◆ Task to complete
In the post about forgiveness and narcissists, what does the writer say is the mother's favorite weapon?

#### Selected text ####

Forgiveness Isn’t Easy, Especially Where Narcissists Are Concerned

Good morning, Dear Readers.  I hope this post finds you well today.

It’s been such a rough week here, first losing my sweet Georgie last Wednesday, then my dear aunt Sunday.  And, icing on the cake is that my mother is mad at me.  Yippie..  the only reason I can think of is either because I snapped at her recently during a conversation or because I didn’t call her on her birthday- I only sent a card.  (It was the day I lost Georgie- I was hurting too much to talk to anyone).

I realized she was mad on Sunday.  My husband, father & I were almost to my aunt’s home when my mother called my cell phone.  She said my cousin called & said my aunt passed away, so we shouldn’t bother coming.  When I spoke to my cousin later, he never mentioned saying that to her.  She also didn’t call me or send a birthday card yesterday.  She is using her favorite weapon- the silent treatment.  A common weapon of narcissists.  Funny thing though- I don’t know anyone who gets upset or feels bad when a narcissist stops speaking to them.  Personally, I enjoy it!  The timing works well for me, too.  I need some time to take care of myself & grieve my losses without any stupid, unnecessary drama.

#### Source material ####

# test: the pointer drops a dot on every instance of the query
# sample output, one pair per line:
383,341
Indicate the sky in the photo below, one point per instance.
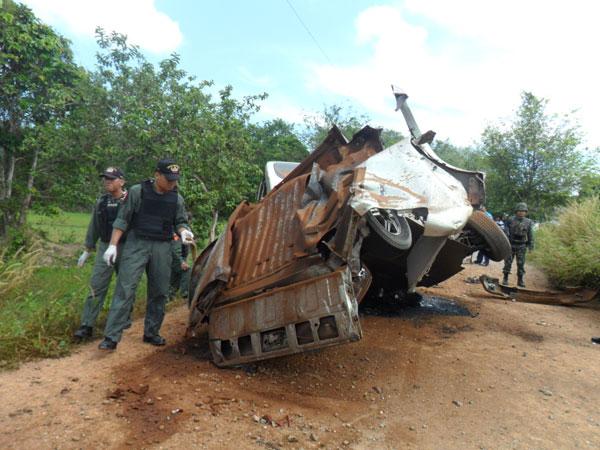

####

◆ Complete output
The silent treatment.